Consigne écrite 1 - Peux-tu extraire, à l'identique et en entier, l'entretien avec Halestorm qui suit ?

Segment de texte -
Nous avons discuté de tout ceci avec Lzzy Hale et le guitariste Joe Hottinger. Ainsi ils partagent avec nous leur expérience de conception d’un album qui se veut le plus représentatif de ce qu’est Halestorm, de leurs envies, de leur caractères individuels et collectifs, de leur son live.

« Au fil des années, […] tu perds de vue le petit groupe avec lequel tout a commencé. Et sur cet album nous sommes retournés en arrière, au commencement et nous avons renoué avec nos débuts. »

Radio Metal : Lzzy, avant l’écriture de cet album, tu t’es posée beaucoup de questions sur toi-même et ta place, professionnellement et personnellement. Tu as déclaré que tu « avais besoin de surmonter beaucoup d’obstacles qui se trouvaient en [toi] pendant le processus d’écriture et d’enregistrement. Cet album était un moyen de vaincre [tes] démons intérieurs. » Quels étaient ces démons et doutes que tu avais ?

Consigne écrite 2 - Pourrais-tu filtrer les enregistrements ci-dessous pour en recopier chaque ligne qui contient le mot « black » ? La casse compte.

Un bloc de données
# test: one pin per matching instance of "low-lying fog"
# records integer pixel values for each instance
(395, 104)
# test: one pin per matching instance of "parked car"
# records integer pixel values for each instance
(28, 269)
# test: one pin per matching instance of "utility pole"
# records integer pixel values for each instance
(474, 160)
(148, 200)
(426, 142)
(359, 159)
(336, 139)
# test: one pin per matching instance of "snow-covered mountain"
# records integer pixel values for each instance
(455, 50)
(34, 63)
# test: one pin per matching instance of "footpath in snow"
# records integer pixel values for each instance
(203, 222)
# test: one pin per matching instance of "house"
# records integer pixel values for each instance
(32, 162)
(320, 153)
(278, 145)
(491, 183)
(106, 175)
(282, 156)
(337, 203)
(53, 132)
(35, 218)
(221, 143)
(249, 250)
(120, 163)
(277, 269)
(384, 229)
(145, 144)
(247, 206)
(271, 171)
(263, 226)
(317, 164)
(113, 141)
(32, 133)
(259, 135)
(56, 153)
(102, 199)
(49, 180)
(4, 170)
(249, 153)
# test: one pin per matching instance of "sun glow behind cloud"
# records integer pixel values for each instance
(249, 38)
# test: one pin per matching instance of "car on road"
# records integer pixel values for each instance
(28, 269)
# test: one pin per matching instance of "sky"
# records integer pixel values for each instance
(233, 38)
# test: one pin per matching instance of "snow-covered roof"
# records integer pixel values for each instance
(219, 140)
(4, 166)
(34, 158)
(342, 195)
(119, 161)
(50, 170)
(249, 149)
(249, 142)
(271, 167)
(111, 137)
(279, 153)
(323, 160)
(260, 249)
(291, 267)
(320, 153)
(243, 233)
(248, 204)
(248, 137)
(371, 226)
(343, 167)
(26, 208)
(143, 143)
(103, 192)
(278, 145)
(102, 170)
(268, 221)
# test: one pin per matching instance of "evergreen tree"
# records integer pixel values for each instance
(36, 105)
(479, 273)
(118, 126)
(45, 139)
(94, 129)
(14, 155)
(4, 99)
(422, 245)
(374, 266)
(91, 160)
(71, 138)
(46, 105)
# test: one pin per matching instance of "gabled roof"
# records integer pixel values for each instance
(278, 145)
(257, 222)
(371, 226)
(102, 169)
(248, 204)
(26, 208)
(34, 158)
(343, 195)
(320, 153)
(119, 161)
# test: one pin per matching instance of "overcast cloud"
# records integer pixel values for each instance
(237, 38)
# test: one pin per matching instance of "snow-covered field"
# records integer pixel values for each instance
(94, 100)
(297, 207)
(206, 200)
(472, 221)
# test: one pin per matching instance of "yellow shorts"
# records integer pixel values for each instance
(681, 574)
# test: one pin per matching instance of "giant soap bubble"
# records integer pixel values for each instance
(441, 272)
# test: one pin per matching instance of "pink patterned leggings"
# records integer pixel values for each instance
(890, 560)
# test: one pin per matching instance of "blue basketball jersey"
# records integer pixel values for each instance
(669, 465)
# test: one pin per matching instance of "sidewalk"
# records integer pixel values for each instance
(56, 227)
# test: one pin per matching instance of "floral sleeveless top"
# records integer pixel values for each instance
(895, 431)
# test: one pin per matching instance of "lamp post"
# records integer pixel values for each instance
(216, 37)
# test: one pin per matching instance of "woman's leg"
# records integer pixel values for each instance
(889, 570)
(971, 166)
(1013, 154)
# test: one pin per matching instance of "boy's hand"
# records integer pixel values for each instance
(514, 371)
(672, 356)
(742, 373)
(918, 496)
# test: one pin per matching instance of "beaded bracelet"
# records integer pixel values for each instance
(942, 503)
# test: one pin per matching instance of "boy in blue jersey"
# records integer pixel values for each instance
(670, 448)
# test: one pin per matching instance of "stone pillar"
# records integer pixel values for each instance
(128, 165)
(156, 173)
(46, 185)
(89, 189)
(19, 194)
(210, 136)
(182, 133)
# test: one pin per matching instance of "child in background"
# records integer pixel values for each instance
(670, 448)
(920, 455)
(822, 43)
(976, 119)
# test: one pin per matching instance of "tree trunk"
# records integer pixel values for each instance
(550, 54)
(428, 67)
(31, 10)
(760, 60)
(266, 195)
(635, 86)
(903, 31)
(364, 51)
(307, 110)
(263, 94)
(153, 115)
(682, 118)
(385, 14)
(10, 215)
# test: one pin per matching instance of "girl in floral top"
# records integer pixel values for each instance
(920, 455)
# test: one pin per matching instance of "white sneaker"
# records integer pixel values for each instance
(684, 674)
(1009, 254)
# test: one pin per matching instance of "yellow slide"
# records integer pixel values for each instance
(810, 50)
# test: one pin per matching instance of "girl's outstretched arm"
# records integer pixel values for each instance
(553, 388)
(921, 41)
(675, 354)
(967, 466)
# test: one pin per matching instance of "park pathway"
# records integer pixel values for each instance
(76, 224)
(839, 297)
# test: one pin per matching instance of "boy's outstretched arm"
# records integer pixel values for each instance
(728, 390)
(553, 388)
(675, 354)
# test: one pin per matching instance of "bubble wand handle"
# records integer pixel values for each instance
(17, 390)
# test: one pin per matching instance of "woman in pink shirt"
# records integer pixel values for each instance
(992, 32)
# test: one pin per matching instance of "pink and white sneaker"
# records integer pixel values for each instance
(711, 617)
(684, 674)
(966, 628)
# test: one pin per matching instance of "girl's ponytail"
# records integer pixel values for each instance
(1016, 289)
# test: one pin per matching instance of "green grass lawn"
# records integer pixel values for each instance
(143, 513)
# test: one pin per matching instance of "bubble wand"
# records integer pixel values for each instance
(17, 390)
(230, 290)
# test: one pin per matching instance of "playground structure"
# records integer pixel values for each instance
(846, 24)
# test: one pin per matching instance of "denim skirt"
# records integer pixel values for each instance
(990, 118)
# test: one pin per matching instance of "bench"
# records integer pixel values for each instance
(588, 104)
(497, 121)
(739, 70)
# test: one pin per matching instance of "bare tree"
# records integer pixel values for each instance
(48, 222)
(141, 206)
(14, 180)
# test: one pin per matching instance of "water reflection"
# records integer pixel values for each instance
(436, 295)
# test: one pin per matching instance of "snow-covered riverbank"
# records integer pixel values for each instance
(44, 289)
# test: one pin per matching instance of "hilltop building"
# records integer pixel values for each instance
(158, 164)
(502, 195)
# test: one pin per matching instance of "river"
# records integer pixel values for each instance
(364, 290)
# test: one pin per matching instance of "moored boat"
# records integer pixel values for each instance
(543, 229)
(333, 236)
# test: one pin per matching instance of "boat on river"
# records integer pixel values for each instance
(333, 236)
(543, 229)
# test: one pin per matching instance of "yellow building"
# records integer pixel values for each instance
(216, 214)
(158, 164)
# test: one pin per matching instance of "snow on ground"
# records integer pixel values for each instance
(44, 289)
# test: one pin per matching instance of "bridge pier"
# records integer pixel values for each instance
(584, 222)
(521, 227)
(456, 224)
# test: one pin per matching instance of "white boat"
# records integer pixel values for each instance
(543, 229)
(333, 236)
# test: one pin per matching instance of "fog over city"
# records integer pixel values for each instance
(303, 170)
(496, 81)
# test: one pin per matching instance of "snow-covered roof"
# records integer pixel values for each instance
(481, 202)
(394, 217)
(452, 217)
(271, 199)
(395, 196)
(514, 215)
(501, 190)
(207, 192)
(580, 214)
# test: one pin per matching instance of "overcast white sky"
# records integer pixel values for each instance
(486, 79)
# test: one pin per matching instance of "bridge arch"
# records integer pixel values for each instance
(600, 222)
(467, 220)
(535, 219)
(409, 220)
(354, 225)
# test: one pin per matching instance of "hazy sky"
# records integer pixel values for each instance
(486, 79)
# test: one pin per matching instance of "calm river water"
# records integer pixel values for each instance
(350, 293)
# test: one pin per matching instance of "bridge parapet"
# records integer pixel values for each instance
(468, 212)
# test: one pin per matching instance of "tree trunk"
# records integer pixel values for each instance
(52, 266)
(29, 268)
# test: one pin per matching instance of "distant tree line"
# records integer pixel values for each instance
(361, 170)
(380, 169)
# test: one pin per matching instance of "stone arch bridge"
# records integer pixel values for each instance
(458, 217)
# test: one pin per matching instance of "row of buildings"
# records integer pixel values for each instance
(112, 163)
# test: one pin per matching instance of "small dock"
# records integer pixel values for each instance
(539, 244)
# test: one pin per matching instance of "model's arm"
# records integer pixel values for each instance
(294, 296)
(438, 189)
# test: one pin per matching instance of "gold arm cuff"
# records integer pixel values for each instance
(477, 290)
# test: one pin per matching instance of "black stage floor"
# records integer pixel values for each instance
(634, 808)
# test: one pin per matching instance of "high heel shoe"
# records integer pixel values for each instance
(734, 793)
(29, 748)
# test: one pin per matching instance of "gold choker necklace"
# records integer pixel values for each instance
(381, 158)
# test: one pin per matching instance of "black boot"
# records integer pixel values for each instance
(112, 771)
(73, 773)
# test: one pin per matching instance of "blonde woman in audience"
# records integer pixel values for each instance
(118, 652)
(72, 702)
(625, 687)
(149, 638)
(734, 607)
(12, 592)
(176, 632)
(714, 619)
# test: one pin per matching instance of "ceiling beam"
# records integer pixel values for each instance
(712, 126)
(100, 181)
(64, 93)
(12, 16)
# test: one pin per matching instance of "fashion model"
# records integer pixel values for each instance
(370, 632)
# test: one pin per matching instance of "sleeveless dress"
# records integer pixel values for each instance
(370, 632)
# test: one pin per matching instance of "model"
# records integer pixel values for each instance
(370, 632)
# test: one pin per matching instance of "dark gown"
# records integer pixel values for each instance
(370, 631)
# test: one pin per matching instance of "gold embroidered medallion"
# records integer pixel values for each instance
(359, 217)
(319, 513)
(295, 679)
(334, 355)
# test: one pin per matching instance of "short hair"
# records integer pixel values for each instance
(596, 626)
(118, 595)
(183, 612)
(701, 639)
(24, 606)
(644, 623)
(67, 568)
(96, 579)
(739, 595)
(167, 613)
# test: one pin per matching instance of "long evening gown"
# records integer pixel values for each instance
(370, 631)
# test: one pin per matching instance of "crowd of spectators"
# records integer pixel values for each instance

Résultat attendu 1 -
Nous avons discuté de tout ceci avec Lzzy Hale et le guitariste Joe Hottinger. Ainsi ils partagent avec nous leur expérience de conception d’un album qui se veut le plus représentatif de ce qu’est Halestorm, de leurs envies, de leur caractères individuels et collectifs, de leur son live.

« Au fil des années, […] tu perds de vue le petit groupe avec lequel tout a commencé. Et sur cet album nous sommes retournés en arrière, au commencement et nous avons renoué avec nos débuts. »

Radio Metal : Lzzy, avant l’écriture de cet album, tu t’es posée beaucoup de questions sur toi-même et ta place, professionnellement et personnellement. Tu as déclaré que tu « avais besoin de surmonter beaucoup d’obstacles qui se trouvaient en [toi] pendant le processus d’écriture et d’enregistrement. Cet album était un moyen de vaincre [tes] démons intérieurs. » Quels étaient ces démons et doutes que tu avais ?

Résultat attendu 2 -
# test: one pin per matching instance of "black stage floor"
# test: one pin per matching instance of "black boot"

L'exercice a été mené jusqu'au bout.